• PROBLEM: Would you transcribe the line that holds "Would you be able to point at the sneaker" and all the lines below it, through the final one, exactly and with nothing else?

[Saved entries]
#####
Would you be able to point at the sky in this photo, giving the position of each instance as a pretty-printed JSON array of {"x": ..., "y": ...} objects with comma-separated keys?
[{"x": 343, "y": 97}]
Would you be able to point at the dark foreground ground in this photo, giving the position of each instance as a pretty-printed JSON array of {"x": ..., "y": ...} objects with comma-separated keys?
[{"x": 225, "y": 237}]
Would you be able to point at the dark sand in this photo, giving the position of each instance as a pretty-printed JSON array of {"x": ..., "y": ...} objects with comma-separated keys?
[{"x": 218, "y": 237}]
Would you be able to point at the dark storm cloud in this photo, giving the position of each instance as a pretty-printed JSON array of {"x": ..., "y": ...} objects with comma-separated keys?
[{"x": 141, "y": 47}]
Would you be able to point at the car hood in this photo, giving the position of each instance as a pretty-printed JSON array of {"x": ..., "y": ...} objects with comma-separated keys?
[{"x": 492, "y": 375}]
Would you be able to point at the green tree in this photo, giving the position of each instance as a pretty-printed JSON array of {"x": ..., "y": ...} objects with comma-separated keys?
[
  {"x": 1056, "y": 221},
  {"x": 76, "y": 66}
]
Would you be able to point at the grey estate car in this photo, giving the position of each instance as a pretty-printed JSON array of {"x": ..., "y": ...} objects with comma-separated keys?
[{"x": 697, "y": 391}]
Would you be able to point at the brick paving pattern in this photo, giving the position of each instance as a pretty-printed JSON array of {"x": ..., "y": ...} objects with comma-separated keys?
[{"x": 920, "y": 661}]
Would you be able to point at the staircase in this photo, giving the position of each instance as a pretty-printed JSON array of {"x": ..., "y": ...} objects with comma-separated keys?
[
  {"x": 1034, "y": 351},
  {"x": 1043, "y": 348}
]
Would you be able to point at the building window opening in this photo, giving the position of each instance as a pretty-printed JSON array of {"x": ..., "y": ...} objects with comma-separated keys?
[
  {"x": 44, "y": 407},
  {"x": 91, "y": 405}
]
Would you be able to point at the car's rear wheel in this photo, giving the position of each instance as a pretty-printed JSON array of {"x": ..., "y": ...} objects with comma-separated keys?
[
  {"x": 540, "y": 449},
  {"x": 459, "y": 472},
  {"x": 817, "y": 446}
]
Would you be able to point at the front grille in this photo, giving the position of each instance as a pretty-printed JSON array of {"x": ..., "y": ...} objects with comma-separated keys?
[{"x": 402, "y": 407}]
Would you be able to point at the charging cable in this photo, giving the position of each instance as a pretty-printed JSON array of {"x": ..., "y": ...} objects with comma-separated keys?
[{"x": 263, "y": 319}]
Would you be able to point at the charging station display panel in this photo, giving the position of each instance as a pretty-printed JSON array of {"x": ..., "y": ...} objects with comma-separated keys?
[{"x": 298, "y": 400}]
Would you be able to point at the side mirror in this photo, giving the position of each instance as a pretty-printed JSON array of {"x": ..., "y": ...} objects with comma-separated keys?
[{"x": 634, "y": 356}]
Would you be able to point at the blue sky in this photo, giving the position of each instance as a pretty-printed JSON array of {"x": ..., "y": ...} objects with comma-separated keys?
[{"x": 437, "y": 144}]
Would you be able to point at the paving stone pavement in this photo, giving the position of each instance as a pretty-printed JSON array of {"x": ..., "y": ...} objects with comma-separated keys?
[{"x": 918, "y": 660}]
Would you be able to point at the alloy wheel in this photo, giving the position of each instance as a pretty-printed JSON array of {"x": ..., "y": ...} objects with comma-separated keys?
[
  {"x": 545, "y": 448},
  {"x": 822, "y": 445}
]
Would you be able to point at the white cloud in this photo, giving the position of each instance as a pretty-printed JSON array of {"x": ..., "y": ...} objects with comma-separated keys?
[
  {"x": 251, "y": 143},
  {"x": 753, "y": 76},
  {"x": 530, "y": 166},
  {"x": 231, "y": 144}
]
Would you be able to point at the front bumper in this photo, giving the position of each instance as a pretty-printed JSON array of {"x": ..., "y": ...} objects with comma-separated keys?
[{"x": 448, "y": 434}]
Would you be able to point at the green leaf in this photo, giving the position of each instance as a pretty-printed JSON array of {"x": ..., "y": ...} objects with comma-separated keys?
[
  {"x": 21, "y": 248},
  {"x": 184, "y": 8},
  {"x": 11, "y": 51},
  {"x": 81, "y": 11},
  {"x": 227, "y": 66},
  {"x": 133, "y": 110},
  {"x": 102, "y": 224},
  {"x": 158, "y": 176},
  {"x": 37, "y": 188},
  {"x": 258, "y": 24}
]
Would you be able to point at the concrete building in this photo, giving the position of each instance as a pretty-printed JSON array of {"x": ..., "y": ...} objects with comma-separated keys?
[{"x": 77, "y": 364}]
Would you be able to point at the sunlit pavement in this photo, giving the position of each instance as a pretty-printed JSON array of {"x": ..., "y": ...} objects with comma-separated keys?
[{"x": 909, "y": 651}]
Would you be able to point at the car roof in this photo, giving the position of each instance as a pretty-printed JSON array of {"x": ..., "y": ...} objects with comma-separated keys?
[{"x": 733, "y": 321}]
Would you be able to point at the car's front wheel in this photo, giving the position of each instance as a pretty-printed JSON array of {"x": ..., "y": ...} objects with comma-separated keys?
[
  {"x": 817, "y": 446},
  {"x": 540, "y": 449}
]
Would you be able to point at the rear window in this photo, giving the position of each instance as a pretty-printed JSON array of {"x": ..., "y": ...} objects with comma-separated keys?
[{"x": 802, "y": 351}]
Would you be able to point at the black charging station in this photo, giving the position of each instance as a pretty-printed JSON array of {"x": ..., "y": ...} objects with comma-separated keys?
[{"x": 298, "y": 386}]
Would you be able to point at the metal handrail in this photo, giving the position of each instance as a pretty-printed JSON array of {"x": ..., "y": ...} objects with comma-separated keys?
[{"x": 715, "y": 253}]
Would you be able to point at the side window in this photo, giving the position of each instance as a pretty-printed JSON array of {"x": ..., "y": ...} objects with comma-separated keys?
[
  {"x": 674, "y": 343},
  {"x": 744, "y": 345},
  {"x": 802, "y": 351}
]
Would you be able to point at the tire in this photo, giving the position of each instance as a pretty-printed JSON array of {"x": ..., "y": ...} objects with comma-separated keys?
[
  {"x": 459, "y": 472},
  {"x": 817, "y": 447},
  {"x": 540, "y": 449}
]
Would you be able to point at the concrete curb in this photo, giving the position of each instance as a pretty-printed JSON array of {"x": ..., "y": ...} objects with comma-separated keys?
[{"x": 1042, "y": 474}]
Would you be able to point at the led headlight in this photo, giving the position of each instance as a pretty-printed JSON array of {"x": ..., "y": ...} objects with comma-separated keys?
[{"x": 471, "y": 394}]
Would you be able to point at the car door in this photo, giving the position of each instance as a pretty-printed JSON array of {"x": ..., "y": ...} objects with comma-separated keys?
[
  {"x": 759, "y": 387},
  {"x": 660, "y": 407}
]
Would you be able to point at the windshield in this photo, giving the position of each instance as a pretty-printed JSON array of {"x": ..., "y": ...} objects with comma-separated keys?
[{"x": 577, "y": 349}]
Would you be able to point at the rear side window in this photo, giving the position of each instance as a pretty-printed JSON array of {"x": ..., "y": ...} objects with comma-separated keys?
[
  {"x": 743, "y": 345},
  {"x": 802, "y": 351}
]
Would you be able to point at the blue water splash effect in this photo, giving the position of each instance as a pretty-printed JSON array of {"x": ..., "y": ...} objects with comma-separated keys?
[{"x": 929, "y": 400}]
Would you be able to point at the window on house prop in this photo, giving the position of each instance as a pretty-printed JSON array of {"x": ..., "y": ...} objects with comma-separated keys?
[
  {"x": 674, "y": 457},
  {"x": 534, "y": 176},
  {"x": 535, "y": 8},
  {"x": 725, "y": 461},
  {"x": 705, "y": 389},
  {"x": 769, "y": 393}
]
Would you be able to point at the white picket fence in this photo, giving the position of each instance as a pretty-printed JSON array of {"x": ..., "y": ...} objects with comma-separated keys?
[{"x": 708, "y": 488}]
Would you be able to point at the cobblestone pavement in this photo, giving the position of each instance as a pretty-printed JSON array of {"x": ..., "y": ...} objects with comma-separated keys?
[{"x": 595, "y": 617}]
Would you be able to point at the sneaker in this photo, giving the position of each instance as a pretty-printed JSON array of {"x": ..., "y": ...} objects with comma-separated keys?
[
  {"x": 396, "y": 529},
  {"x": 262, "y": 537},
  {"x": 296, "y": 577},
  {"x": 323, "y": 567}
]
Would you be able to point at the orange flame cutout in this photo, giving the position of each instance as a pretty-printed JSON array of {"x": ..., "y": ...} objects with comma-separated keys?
#####
• EXPECTED OUTPUT:
Would you be able to point at the sneaker in this photo, giving the position of each instance as a pretty-printed JSON array of {"x": ..., "y": ...} objects with comma-separated keys?
[
  {"x": 396, "y": 529},
  {"x": 262, "y": 537},
  {"x": 296, "y": 577},
  {"x": 323, "y": 567}
]
Would you be able to point at the orange flame cutout in this photo, giving the position of each instance as a pretty-printed JSON array of {"x": ..., "y": ...} objects with comma-separated keys?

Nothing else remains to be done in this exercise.